- **REQUIRED ACTION**: Print out all the records, word for word.
═══ SOURCE INFORMATION ═══
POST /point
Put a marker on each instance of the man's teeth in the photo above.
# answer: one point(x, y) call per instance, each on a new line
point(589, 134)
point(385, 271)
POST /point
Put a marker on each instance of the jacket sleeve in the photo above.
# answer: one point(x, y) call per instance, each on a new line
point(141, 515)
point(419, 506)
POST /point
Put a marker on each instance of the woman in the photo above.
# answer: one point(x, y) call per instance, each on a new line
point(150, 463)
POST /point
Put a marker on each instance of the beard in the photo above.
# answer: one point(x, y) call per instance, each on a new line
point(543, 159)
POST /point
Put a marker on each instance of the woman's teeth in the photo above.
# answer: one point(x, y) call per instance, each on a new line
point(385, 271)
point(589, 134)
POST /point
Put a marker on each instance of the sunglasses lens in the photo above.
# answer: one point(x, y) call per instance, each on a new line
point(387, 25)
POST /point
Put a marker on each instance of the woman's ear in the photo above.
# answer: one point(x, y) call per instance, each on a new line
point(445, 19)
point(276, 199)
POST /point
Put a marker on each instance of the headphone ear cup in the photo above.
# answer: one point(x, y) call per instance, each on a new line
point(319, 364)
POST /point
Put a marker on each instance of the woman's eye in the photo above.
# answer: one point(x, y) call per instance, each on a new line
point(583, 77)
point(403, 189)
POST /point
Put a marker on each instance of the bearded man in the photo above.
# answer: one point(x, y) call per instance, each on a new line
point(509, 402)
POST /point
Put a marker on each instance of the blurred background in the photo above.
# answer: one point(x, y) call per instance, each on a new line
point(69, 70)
═══
- **SOLUTION FOR THIS EXERCISE**:
POST /point
Put a marker on each instance of the man's teeth in the photo above.
# answer: one point(x, y) call per instance, each on a new line
point(589, 134)
point(385, 271)
POST /point
Put a marker on each instance of the jacket sleeve in the photo above.
# answer: one point(x, y) call per instance, each on a new line
point(141, 515)
point(419, 506)
POST /point
Put a marker on each instance of the woman in the photo above.
# answer: one point(x, y) call per instance, each on a new line
point(150, 463)
POST /point
Put a marker on each instance of the beard in the photo above.
# answer: one point(x, y) call per instance, each on a new line
point(543, 159)
POST /point
Put a marker on each instance of the woman's teeth in the photo above.
# answer: one point(x, y) call per instance, each on a new line
point(385, 271)
point(589, 134)
POST /point
Put a marker on each instance of the sunglasses lens in the photo above.
# answer: one point(x, y) call per instance, each on a new line
point(387, 25)
POST /point
Put a marker on each instance of the woman's ear in the photo above.
# answer: one point(x, y) call per instance, each on a new line
point(445, 19)
point(276, 199)
POST /point
Put a marker on each instance of the headphone ear cup in the photo above.
# answer: one point(x, y) call per instance, each on a new line
point(319, 364)
POST /point
Put a marker on each instance of the woman's eye in the photo above.
# answer: one point(x, y) call per instance, each on a new line
point(583, 77)
point(403, 189)
POST /point
Put a marker on each instance of the bearded man in the photo above.
# answer: one point(x, y) call per instance, each on a new line
point(509, 402)
POST /point
Put a marker on each instance of the blurred background in the photo above.
# answer: one point(x, y) call per instance, each on a new line
point(69, 70)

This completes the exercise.